■ Source text:
☆ ☆ ☆ ☆

So if we’re really pleasure-seeking and pain-avoiding creatures, what stops us from hauling a chair up to the freezer and spending our days digging in to a quart of cookie dough ice cream? Ah. That’s where the mental and emotional side of pleasure comes in. Too much pleasure of any kind—sex, alcohol, idle days, ice cream, cheese doodles—leads to mental and emotional pain in the form of guilt, remorse and regret.  And remember, we are built to Seek Pleasure and Avoid Pain.

This is where the corollary of the Pleasure Principle comes in: the Reality Principle. We are compelled to defer pleasure as a necessity of functioning in our environment.  In other words, if you can put off momentary thrills, you’ll net greater pleasure in the long run. The stair master hurts while you’re doing it, and you’d rather be anywhere but under the fluorescent lights in your cubicle at work, but the long-term payoff—making lots of money and looking fabulous in shorts–seems worth it. And if you can just stick to the grapefruit-and-celery-stalks diet for long enough, the story goes, you’ll experience a quantity of pleasure sufficient to override the momentary pain of avoiding food.

So we slog through our days, exercise our bodies in often-punishing regimens, and starve ourselves in pursuit of tight abs, trim bottoms and longer lives. Thus deprived, our bodies, which Seek Pleasure and Avoid Pain, scream out for some kind of intensely gratifying experience. What’s legal, inexpensive, easily available (at least in our culture) and immediately satisfying? You guessed it. We know pleasure is essential to life; you gotta have it. But where else can you get it, besides food?

Figure out what makes you breathless with delight. Stop reading for a minute, close your eyes, and consider what brings you comfort, gratification, sheer delight. It may be the sunrise over the ocean, the soft down on your baby’s cheek, an afternoon matinee, walking barefoot through the morning dew, the curve of a lover’s shoulder, the sound of rain, a hike in the forest, an afternoon nap, your favorite band, the smell of freshly mowed grass, dancing until midnight. The list can go on, and on. See how many things you can list, that don’t involve food.

Decide if you’re hungry before you snack. The next time you feel like having a nibble or nosh, stop before you indulge it, and ask yourself, “Am I really hungry?” You might be; if your meals are lacking in fat, protein or caloric value, you may physically need food. Or, if you’re eating according to a regimented diet that excludes foods that you find delightful, you might need more pleasure from the food—even if it’s nutritionally sound. You should enjoy your meals. That’s why we have taste buds.

Choose another pleasure. If you’re truly not hungry, why do you need a snack? Most of the time, it’s because you really need a hit of pleasure; mainline a little sugar, and get some endorphins on board, and you’ll feel better, fast. Is there something else you can do, besides eat when you’re not hungry, to fulfill your desires? And again, if you’re not getting any pleasure from your meals, find ways to add gratifying foods to your diet. Unless you’re diabetic, allergic or on a sugar-restricted diet for a very specific condition, a bit of chocolate—or whatever food is gratifying to you–can go a long way to adding pleasure at the end of a meal.

Get physical. We have so many outlets for mental pleasure—movies, music, entertaining blog sites, telephone conversations. Physical pleasure is harder to come by, but our bodies require it. Where can you get it? Massage works. So does movement. But not exercise. I don’t exercise; I tried for years, and hated it immensely. Finally, I cancelled my gym membership and started moving my body in ways that bring me great pleasure: yoga, dance, martial arts, hiking, biking. From the outside, it still looks like exercise. Inside, my motives are different; I finally stopped hauling my body to the gym, dragging it from machine to machine. Yes, I know, it’s a matter of semantics. But it’s also a lateral shift in thinking that involves looking at movement from a different perspective.

☆ ☆ ☆ ☆

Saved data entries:
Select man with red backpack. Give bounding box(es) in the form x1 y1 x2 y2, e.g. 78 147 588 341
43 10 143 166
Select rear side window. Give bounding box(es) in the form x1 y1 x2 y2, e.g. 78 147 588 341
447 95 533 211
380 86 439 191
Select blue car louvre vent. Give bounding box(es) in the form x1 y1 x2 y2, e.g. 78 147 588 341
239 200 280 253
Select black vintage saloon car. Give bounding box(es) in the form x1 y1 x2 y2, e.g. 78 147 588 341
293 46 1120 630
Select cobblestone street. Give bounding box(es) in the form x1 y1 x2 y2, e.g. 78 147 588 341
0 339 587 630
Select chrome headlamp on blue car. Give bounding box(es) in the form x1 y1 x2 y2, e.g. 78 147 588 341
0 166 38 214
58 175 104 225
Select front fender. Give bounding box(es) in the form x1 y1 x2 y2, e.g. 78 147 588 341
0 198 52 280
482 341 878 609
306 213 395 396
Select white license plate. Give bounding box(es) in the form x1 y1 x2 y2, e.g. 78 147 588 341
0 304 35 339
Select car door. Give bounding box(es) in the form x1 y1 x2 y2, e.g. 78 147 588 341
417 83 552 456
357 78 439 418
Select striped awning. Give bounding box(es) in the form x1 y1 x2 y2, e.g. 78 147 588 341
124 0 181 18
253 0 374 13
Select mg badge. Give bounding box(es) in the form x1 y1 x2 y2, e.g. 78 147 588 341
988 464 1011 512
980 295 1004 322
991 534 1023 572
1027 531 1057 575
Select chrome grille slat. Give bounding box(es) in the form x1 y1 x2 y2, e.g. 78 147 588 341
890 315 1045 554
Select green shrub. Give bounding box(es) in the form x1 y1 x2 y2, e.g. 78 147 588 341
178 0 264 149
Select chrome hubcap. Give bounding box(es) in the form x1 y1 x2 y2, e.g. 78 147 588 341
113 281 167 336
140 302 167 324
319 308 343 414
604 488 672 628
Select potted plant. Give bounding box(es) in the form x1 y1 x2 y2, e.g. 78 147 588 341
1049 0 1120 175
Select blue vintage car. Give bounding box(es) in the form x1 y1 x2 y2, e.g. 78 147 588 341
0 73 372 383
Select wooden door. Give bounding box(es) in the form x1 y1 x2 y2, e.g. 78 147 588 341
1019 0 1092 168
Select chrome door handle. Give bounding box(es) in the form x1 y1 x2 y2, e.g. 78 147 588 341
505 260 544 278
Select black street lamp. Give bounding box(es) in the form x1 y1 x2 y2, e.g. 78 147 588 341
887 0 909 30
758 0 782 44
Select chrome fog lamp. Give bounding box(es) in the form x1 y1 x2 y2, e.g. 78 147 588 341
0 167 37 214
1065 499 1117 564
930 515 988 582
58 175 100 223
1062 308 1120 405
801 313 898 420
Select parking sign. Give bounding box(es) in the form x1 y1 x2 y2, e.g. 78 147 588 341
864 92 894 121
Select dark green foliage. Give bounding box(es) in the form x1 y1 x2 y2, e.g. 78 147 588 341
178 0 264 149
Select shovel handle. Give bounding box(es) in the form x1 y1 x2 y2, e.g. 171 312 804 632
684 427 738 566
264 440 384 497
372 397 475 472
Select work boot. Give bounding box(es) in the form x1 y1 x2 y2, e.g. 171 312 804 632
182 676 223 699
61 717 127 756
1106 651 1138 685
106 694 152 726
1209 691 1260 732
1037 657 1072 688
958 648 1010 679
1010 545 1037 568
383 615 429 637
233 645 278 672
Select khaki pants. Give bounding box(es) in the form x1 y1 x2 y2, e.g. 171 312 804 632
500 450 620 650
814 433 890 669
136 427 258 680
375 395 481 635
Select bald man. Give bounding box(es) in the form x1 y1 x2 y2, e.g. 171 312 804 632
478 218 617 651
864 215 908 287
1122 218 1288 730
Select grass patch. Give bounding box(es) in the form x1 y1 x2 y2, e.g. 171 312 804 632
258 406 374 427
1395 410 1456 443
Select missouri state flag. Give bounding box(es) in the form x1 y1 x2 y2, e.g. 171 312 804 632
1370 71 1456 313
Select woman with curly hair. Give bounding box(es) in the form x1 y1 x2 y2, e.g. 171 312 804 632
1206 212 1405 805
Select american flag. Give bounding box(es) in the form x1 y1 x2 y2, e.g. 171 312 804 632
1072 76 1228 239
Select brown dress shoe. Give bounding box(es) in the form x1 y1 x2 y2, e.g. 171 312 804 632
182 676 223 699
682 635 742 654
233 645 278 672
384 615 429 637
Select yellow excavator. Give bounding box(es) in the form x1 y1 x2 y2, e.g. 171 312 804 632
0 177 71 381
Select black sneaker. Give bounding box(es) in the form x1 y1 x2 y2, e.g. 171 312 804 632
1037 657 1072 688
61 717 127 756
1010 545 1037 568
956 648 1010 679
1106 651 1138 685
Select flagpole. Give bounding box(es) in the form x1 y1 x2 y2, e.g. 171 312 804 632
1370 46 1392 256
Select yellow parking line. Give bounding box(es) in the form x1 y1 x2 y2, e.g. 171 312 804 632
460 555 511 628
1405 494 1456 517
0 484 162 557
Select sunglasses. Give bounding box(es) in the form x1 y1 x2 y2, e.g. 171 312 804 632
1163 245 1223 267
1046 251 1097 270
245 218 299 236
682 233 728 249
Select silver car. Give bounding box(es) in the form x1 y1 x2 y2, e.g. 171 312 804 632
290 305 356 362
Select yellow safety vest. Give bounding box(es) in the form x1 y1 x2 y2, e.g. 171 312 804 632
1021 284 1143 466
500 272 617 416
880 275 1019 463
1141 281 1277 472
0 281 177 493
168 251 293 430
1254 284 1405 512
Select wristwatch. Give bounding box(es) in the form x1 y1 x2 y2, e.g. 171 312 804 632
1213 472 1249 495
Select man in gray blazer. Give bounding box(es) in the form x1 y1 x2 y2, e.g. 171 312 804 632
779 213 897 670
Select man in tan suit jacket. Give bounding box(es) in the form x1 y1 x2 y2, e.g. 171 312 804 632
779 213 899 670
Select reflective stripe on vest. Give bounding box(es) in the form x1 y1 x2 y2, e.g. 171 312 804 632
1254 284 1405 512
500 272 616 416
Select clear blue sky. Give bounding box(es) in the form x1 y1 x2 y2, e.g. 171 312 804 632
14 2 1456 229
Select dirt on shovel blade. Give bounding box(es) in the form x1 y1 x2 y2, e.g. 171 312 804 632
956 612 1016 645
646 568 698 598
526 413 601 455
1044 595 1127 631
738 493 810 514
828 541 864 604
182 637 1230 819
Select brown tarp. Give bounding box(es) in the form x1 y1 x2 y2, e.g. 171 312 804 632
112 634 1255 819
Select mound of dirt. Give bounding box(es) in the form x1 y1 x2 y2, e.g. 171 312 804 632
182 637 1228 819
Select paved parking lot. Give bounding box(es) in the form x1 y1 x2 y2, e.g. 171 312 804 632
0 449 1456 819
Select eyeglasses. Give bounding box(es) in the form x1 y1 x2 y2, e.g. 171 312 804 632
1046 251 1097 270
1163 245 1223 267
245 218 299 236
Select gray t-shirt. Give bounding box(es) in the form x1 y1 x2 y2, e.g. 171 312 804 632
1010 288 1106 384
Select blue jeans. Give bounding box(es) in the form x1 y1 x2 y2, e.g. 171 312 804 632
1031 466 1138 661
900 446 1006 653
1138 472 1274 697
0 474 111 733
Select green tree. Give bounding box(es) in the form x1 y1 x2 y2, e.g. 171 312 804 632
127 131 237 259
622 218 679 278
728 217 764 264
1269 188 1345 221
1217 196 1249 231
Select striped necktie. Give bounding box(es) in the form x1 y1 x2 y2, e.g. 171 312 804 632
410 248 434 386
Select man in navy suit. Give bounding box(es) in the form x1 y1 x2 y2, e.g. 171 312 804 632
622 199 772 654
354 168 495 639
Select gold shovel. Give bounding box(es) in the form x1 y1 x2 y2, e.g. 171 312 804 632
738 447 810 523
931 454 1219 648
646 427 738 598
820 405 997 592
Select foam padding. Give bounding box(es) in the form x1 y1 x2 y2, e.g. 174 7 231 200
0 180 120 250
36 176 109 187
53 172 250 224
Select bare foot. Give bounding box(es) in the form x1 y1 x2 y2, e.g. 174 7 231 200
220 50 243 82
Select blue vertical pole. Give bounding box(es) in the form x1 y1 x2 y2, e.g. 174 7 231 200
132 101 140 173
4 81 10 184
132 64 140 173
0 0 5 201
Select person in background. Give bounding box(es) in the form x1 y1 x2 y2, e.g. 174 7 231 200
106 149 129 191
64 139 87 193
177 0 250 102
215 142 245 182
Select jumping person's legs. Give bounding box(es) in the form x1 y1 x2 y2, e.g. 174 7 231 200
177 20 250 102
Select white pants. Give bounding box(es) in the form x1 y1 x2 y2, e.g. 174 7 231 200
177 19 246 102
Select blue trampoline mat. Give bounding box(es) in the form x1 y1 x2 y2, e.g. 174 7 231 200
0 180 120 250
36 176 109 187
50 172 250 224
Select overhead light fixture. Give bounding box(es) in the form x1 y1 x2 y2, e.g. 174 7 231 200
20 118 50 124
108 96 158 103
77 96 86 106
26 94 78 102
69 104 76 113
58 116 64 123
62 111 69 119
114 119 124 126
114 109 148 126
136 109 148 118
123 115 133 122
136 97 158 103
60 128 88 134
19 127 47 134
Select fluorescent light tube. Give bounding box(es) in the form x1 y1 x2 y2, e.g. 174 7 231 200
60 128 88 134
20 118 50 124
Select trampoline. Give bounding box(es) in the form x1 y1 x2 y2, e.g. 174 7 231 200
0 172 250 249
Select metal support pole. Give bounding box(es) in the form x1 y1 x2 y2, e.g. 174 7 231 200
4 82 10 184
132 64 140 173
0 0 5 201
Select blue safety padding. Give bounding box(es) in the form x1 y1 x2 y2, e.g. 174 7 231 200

☆ ☆ ☆ ☆

■ What to do:
(a) Answer these questions from the text on pleasure, one line each:
(i) What does the text name as the corollary of the Pleasure Principle?
(ii) What question does the text say to ask yourself before you snack?
(iii) What did the writer cancel before starting yoga, dance, martial arts, hiking and biking?
(b) From the text on pleasure, extract the passage from "Get physical. We" up to and including "a different perspective.".
The lines have no connection to the text on pleasure.

■ Answers for the exercise:
(a)
(i) The Reality Principle.
(ii) "Am I really hungry?"
(iii) A gym membership.

(b)
Get physical. We have so many outlets for mental pleasure—movies, music, entertaining blog sites, telephone conversations. Physical pleasure is harder to come by, but our bodies require it. Where can you get it? Massage works. So does movement. But not exercise. I don’t exercise; I tried for years, and hated it immensely. Finally, I cancelled my gym membership and started moving my body in ways that bring me great pleasure: yoga, dance, martial arts, hiking, biking. From the outside, it still looks like exercise. Inside, my motives are different; I finally stopped hauling my body to the gym, dragging it from machine to machine. Yes, I know, it’s a matter of semantics. But it’s also a lateral shift in thinking that involves looking at movement from a different perspective.